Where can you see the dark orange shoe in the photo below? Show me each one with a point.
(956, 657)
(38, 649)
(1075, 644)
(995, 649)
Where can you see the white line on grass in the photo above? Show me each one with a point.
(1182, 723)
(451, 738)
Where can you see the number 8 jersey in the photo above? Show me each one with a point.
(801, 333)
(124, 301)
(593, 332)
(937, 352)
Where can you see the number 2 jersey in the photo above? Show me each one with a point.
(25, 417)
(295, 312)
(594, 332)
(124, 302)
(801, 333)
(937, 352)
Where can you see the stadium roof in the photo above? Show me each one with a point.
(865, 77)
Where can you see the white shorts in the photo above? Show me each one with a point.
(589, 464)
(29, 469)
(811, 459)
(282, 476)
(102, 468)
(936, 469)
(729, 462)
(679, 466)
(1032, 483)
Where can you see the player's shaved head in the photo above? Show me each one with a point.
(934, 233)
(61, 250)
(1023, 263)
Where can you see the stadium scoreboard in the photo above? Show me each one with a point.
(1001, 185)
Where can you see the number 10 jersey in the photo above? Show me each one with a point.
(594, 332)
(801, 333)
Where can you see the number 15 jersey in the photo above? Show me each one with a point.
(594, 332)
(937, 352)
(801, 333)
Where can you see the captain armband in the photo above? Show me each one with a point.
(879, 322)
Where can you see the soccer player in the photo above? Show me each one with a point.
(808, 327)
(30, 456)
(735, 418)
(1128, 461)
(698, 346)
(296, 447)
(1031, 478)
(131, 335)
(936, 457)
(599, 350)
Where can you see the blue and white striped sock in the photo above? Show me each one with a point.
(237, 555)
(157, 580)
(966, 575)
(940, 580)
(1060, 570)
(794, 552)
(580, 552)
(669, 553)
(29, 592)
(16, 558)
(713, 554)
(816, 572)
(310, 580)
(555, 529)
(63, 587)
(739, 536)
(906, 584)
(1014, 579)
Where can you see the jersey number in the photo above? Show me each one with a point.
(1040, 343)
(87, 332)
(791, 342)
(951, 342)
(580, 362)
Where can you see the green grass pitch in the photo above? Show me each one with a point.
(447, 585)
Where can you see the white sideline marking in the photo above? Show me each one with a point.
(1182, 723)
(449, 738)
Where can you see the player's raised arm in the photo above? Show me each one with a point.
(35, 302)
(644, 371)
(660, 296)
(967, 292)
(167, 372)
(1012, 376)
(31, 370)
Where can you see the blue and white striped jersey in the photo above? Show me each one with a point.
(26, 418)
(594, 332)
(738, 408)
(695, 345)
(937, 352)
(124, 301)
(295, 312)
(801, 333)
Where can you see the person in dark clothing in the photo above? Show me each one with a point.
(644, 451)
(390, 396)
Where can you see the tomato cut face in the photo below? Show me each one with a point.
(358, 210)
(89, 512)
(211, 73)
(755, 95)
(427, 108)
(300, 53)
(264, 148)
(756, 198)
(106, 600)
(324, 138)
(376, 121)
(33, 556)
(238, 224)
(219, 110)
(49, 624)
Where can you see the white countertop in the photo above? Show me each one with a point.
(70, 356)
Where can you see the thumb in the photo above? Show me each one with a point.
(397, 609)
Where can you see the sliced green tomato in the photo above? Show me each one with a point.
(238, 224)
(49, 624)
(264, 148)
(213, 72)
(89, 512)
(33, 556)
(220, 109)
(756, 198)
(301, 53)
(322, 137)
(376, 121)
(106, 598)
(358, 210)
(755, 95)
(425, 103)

· · · · · · ·

Task brief
Repeat word for word every line from the one that holds "Where can you see the green" to the end. Both ends count.

Result of the exercise
Where can you see the green grass pitch in the photo above? Show me each one with a point.
(447, 585)
Where can you see the white sideline marking in the photo above? Show me each one with a point.
(1182, 723)
(449, 738)
Where can you see the player's raised arm in the photo above? Show me each one with a point.
(35, 302)
(644, 371)
(660, 296)
(967, 292)
(167, 372)
(1012, 376)
(31, 370)
Where can you see the blue and white striped jersey in the photo above? Show me each one with a point.
(26, 418)
(594, 332)
(738, 408)
(695, 345)
(937, 352)
(124, 301)
(295, 312)
(801, 333)
Where can you see the person in dark clothing in the photo above? Show me each one with a point.
(644, 451)
(390, 396)
Where can you see the tomato cut face in the photo below? Show me each one with a point.
(358, 210)
(89, 512)
(211, 73)
(755, 95)
(427, 108)
(300, 53)
(264, 148)
(756, 198)
(106, 600)
(324, 138)
(376, 121)
(33, 556)
(238, 224)
(219, 110)
(49, 624)
Where can you see the white countertop in the photo above? Show me each one with a point.
(70, 356)
Where can you see the thumb in the photo above? Show me each one with a point.
(397, 609)
Where can you see the sliced green tomato in the photo above? Show me each one with a point.
(238, 224)
(49, 624)
(264, 148)
(213, 72)
(89, 512)
(33, 556)
(220, 109)
(756, 198)
(301, 53)
(322, 137)
(376, 121)
(106, 598)
(358, 210)
(755, 95)
(425, 103)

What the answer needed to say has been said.